Instructions for the task:
Rewrite every line of the rows below as a JSON list of strings, one string per line, leaving out blank lines.

(Location identification entries)
BEGIN
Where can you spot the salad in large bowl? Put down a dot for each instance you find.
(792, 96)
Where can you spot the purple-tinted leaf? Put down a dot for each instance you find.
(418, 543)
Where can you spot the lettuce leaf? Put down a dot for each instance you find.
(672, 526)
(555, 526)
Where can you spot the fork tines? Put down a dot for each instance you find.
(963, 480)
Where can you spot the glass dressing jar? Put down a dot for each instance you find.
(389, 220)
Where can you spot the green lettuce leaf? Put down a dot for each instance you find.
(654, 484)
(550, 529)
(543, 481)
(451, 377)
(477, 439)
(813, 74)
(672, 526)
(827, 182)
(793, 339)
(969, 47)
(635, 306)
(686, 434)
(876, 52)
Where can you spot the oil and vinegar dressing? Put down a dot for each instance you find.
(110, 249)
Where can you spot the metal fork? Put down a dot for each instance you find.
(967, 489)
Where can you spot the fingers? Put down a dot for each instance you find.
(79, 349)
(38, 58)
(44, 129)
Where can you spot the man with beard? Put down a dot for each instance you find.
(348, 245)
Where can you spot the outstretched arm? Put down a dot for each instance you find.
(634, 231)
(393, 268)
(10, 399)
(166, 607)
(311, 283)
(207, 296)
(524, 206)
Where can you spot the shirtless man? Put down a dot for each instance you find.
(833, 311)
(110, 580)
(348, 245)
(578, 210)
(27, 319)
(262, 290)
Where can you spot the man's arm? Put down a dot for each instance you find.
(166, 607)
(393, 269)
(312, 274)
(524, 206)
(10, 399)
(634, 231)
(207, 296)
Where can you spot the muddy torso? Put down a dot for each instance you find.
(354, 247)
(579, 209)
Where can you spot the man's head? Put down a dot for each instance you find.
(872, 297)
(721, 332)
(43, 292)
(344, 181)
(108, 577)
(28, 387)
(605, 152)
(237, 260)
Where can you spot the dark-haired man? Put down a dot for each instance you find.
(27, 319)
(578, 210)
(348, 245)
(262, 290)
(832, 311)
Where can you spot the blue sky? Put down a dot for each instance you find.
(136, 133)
END
Solution for this task:
[
  "Where can you spot the salad in large bowl? Put down a dot for each instance you find.",
  "(792, 96)",
  "Where can you spot the purple-tinted leaf? Put down a dot for each instance you find.",
  "(418, 543)",
  "Where can you spot the lettuce leaf? Put down a dot for each instance you find.",
  "(672, 526)",
  "(555, 526)",
  "Where can you spot the fork tines? Put down a dot for each instance you find.",
  "(963, 480)",
  "Where can you spot the glass dressing jar? Put down a dot for each instance you find.",
  "(389, 220)",
  "Where can you spot the green lettuce leaf? Put down a dot for each instance you find.",
  "(654, 484)",
  "(550, 529)",
  "(543, 481)",
  "(451, 377)",
  "(477, 439)",
  "(813, 74)",
  "(672, 526)",
  "(827, 182)",
  "(793, 339)",
  "(969, 47)",
  "(635, 306)",
  "(686, 434)",
  "(876, 52)",
  "Where can you spot the oil and vinegar dressing? Put down a dot for each instance you find.",
  "(110, 249)",
  "Where can you spot the metal fork? Put down a dot for each instance you find.",
  "(967, 489)",
  "Where can you spot the fingers? Put down a dot for each instance you find.",
  "(79, 349)",
  "(38, 58)",
  "(44, 129)",
  "Where can you spot the man with beard? Put down a dot for each instance you find.",
  "(348, 245)",
  "Where can you spot the outstretched arm? Put down a dot for each instance you find.",
  "(634, 231)",
  "(393, 268)",
  "(10, 399)",
  "(166, 607)",
  "(311, 283)",
  "(207, 296)",
  "(524, 206)",
  "Where can you spot the shirtless man? Put down a dot for each instance you find.",
  "(833, 311)",
  "(110, 580)",
  "(348, 245)",
  "(578, 210)",
  "(27, 319)",
  "(262, 290)",
  "Where can you spot the man's arm? Put down a dot for each instance you find.",
  "(166, 607)",
  "(393, 269)",
  "(312, 274)",
  "(524, 206)",
  "(10, 399)",
  "(634, 231)",
  "(207, 296)",
  "Where can you spot the muddy torso? Put down a dot for each instance you find.",
  "(354, 247)",
  "(579, 209)",
  "Where can you spot the man's head? Put down a dot for each instance you find.",
  "(872, 297)",
  "(721, 332)",
  "(43, 292)",
  "(344, 181)",
  "(108, 577)",
  "(28, 387)",
  "(605, 152)",
  "(237, 260)",
  "Where can you spot the dark-haired man? Put down a dot for each instance you find.",
  "(27, 319)",
  "(578, 210)",
  "(348, 245)",
  "(262, 290)",
  "(832, 311)",
  "Where can you spot the blue sky? Put down a dot for each instance you find.",
  "(136, 133)"
]